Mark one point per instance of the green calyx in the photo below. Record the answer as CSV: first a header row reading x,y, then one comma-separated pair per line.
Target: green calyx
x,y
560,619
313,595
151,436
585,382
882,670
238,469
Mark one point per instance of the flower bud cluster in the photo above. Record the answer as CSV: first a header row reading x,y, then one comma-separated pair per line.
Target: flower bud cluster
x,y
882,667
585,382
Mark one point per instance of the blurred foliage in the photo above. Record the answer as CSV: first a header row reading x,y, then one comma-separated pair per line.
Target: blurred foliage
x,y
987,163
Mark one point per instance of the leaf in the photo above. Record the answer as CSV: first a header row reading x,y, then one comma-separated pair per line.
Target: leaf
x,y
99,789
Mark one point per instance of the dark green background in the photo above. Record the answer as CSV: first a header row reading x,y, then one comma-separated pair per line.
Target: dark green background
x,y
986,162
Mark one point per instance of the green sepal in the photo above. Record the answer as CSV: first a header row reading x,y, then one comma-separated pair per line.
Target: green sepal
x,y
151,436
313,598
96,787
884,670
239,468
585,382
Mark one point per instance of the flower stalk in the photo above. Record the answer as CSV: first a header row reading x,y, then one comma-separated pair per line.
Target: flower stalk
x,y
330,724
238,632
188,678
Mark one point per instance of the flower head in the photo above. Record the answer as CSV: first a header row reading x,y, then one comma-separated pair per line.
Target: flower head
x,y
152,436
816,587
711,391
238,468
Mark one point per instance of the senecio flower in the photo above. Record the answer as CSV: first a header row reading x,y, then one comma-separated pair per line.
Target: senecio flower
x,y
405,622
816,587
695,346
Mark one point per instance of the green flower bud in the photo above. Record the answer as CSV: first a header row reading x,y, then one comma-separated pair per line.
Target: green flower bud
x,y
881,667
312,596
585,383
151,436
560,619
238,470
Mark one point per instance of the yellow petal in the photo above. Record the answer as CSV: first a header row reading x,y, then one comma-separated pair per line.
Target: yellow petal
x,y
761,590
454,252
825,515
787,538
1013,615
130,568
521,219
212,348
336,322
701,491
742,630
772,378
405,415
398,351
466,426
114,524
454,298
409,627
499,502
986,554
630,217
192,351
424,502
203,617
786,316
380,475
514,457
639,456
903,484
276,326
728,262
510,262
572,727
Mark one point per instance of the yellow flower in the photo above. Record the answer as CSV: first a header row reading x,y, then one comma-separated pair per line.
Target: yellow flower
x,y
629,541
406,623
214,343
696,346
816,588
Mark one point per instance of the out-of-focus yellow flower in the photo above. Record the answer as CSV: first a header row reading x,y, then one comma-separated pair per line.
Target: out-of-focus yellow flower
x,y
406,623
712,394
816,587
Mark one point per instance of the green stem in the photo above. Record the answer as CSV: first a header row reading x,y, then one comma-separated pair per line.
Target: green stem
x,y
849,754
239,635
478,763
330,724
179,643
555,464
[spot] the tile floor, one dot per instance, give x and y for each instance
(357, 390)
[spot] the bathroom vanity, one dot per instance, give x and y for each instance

**What you need to do:**
Your job is to give the listing again exactly as it was written.

**Answer to this exercise:**
Mark one point per instance of the green calyx in the photo below. Record the answer as CSV: first a header row reading x,y, then one comma-separated pair per line.
Target: green calyx
x,y
560,619
313,595
151,436
585,382
882,670
238,469
Mark one point per instance of the flower bud cluster in the photo above. Record the answer as CSV: first a header row reading x,y, then one comma-separated pair per line.
Target: flower bud cluster
x,y
882,667
585,382
Mark one point per instance of the blurred foliage in the photo above. Record the answer as CSV: first a header row reading x,y, then one comma-separated pair per line.
Target: blurred foliage
x,y
987,163
Mark one point per instance of the leaf in the photo above. Record the answer as CSV: first a header row reading x,y, then one comma-separated pair per line.
Target: leaf
x,y
99,789
Mark one point per instance of the dark green background in the photo above. Record the answer as CSV: first a header row reading x,y, then one comma-separated pair per line.
Target: dark green background
x,y
986,162
Mark one point per instance of the green sepal in the photo above. Record the answer as CSV: first a header row reading x,y, then one comma-separated pair per line.
Target: green sepal
x,y
151,436
313,598
96,787
884,670
239,468
585,382
Mark one point per instance of the flower stalk in the photo above. Record the answer as CSV: first a header row reading x,y, then one comma-separated pair per line.
Target: flower stalk
x,y
330,724
238,632
188,678
Mark one point per instance of the flower head in the photo above. Record the answer as CSV: first a header row reading x,y, then one comma-separated pair per line.
Target: flower head
x,y
152,436
816,587
711,391
238,468
Mark one point per instance of the senecio flower in the photo above. Record the answer as CSV: first a header row reading x,y, then one comma-separated pair per line.
Target: senecio flower
x,y
405,622
816,587
695,346
Mark one point per instance of the green flower bud in the photo above. Record the answer as CSV: first a header row reading x,y, then one comma-separated pair per line.
Target: green flower bud
x,y
881,667
312,596
585,383
151,436
560,619
238,470
Mark one point per instance of the yellow petal in the photo above. Record the answer as CSV: first a header row reading x,y, then one comma-separated pair per line.
Target: yellow petal
x,y
761,590
454,252
825,515
787,538
1013,615
130,568
521,219
212,348
336,322
701,491
742,630
772,378
405,415
398,351
466,426
114,524
454,298
409,627
499,502
986,554
630,217
192,351
424,502
203,617
786,316
380,475
514,457
639,456
903,484
276,326
728,262
510,262
572,727
Mark one point per instance of the yellow flower in the photo above. Record the answer as CSV: first a header row reading x,y, then one comma-separated pair per line.
Target: yellow flower
x,y
629,541
406,623
214,343
696,346
816,588
Mark one point per instance of the out-of-focus yellow flower in the photo above. Record the answer as CSV: first a header row reading x,y, then one comma-separated pair per line.
Target: out-of-focus yellow flower
x,y
406,623
712,394
816,587
Mark one point per instance of the green stem in the photo above. Record the answer as CSV: first a header row reading x,y, then one comma-separated pair per line.
Target: green stem
x,y
849,754
239,635
478,763
330,724
179,643
555,464
[spot] the tile floor, one dot per instance, give x and y for each instance
(357, 390)
[spot] the bathroom vanity, one dot per instance, give x and y for each instance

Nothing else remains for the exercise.